Source data =
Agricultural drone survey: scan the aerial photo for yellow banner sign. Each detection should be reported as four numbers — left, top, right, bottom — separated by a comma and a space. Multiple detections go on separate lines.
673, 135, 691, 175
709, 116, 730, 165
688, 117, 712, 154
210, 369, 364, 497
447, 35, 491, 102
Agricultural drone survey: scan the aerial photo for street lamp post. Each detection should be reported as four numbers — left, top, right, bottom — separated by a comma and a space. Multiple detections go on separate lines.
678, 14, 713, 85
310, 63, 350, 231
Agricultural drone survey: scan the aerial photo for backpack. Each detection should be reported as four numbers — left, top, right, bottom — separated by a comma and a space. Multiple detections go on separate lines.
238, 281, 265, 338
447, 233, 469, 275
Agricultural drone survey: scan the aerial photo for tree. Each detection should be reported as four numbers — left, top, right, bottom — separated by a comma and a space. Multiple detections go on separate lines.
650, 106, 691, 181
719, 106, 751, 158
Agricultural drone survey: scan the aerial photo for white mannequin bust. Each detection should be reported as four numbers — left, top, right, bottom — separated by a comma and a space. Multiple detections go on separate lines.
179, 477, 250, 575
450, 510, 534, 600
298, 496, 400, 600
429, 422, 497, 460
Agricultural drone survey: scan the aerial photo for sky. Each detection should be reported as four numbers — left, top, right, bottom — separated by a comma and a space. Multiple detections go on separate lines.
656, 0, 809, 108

* * *

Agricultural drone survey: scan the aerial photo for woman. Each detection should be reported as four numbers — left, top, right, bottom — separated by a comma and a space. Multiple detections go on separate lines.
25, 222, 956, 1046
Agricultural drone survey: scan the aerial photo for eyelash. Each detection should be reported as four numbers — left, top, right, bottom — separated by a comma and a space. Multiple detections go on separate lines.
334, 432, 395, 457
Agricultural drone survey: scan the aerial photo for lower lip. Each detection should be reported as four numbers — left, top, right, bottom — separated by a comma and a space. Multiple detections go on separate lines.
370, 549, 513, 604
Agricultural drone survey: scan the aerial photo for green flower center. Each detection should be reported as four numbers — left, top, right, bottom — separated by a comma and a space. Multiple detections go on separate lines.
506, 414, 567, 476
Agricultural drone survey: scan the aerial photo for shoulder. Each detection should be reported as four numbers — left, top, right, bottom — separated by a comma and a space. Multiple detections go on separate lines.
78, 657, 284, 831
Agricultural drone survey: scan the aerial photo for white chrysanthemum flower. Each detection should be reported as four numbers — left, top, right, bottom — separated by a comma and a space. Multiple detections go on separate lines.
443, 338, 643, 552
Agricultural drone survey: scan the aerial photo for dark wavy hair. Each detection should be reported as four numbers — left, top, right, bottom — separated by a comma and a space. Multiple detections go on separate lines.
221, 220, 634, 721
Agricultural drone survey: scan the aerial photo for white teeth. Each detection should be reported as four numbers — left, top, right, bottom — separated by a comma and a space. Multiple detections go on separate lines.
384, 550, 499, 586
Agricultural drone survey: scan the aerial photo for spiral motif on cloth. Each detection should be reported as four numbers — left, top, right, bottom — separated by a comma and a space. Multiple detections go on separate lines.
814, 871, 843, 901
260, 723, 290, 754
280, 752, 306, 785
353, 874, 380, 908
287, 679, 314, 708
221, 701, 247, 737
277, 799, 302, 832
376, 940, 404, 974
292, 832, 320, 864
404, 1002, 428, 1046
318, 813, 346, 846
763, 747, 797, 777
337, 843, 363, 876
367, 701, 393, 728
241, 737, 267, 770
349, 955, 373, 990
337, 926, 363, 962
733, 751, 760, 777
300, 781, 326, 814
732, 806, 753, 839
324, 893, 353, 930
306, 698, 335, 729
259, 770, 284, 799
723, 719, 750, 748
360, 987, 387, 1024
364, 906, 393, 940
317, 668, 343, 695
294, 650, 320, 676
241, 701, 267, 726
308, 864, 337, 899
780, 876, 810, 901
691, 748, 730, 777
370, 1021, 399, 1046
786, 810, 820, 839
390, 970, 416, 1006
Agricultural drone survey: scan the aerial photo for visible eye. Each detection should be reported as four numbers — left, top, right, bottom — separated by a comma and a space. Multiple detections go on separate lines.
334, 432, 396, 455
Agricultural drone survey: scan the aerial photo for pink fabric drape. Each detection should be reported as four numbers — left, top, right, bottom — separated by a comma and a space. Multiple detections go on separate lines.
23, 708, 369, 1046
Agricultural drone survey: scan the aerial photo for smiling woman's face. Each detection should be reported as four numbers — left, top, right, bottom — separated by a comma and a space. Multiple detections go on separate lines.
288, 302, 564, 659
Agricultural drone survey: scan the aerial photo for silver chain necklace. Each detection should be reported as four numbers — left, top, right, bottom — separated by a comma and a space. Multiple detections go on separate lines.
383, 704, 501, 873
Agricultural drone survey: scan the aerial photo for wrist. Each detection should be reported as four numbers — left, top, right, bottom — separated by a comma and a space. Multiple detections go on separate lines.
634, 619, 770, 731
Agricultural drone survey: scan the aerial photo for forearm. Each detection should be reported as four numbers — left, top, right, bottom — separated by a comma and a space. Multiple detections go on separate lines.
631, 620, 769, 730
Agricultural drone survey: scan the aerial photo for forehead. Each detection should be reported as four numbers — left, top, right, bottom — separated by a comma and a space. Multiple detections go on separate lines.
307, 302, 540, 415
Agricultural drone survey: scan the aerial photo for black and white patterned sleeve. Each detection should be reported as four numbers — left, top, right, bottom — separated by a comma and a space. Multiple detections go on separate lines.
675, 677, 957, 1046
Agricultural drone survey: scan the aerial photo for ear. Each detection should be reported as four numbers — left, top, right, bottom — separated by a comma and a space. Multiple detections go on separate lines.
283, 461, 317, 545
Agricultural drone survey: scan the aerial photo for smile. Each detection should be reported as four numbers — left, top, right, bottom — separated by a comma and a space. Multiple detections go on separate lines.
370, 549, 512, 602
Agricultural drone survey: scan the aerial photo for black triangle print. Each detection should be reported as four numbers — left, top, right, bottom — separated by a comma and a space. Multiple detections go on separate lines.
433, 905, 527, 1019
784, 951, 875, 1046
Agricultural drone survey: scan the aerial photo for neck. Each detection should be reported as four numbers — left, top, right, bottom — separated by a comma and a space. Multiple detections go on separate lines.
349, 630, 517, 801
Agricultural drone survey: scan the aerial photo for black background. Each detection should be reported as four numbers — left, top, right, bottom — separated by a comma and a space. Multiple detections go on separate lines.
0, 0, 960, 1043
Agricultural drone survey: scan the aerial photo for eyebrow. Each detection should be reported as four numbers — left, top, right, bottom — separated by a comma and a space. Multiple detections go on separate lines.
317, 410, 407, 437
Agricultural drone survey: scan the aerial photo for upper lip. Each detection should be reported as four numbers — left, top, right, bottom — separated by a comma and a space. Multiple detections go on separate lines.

* * *

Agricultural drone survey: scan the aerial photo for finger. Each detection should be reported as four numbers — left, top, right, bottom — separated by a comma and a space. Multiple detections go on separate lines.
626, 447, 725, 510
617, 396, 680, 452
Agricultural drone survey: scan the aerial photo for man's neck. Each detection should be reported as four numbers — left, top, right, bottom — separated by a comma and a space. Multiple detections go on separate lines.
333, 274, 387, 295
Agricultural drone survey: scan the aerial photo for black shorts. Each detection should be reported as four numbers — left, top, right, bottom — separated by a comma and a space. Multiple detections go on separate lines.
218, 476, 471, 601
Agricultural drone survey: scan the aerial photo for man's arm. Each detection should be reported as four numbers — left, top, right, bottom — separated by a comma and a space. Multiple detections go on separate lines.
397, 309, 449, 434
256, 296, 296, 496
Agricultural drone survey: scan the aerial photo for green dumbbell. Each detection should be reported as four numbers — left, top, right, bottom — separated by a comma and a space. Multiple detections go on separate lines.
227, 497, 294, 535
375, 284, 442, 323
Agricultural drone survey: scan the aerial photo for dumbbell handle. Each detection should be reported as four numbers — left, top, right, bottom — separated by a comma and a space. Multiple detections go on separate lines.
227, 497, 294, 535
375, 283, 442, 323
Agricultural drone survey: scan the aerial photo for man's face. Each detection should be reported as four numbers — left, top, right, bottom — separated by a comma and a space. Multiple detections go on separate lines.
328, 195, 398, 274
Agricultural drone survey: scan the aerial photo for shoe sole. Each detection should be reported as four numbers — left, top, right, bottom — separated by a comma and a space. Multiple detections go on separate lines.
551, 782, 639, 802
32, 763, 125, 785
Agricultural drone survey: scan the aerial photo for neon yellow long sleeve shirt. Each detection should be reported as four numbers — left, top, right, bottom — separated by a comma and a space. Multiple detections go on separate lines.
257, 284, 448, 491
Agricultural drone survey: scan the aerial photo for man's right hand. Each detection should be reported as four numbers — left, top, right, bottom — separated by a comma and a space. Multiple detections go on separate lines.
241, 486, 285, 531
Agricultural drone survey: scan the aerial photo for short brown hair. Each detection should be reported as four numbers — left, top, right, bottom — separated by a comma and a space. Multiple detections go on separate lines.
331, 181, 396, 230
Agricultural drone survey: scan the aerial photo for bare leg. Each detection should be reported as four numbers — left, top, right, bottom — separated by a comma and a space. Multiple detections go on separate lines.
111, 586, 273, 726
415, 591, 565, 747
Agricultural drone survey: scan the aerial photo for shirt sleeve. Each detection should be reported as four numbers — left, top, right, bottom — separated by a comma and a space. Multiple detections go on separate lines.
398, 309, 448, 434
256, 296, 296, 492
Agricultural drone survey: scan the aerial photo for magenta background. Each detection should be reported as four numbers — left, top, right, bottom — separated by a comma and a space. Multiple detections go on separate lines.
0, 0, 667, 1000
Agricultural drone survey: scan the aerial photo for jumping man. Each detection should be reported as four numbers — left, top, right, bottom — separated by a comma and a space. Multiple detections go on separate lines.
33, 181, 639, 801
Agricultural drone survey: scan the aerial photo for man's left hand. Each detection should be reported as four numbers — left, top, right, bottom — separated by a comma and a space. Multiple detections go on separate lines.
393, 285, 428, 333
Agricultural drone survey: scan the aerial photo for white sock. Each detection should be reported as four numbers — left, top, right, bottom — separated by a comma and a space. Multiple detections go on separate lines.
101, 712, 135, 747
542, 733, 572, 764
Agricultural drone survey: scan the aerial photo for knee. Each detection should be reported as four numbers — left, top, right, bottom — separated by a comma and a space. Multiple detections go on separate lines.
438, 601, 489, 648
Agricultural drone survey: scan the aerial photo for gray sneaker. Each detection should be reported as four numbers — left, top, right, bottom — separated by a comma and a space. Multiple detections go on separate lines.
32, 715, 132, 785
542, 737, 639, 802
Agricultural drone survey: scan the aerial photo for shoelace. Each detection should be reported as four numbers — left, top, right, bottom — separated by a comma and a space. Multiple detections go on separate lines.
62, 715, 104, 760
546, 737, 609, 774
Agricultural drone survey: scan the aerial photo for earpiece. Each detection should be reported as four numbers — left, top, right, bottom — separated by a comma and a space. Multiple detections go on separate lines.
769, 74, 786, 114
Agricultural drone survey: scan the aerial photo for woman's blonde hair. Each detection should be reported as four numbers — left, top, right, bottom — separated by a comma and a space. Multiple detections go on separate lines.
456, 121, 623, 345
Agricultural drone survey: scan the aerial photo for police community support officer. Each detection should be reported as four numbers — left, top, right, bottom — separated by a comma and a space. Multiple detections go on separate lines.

What you have to do = Reproduce only the rows from the line containing "Agricultural drone survey: scan the aerial photo for woman." through the line containing "78, 657, 284, 831", swapping "Multiple" for "Several" and keeping everything else unchanged.

Solution to the exercise =
Agricultural drone survey: scan the aerial photo for woman. Each detection should be reported as four numbers — left, top, right, bottom — separated by a comma and a space. Several detections go on separate lines.
25, 222, 956, 1046
Agricultural drone survey: scan the aerial photo for eyelash. Each detection should be reported as four numbers — left, top, right, bottom — separated by a comma and a space. Several detections go on separate lines.
334, 432, 395, 457
Agricultural drone survey: scan the aerial photo for lower lip. Each detection should be reported as four numbers — left, top, right, bottom — separated by a comma and a space. Several detections go on separate lines.
370, 549, 513, 604
Agricultural drone survey: scan the aerial photo for green flower center. Each detection should be reported as four numbers — left, top, right, bottom — separated by a comma and a space. Several detections go on separate lines.
506, 414, 567, 476
Agricultural drone survey: scan the aerial photo for shoulder. Each detection should be reported as four numbers — left, top, right, bottom — separated by a comma and a space. Several detections go on separate lines.
78, 657, 284, 831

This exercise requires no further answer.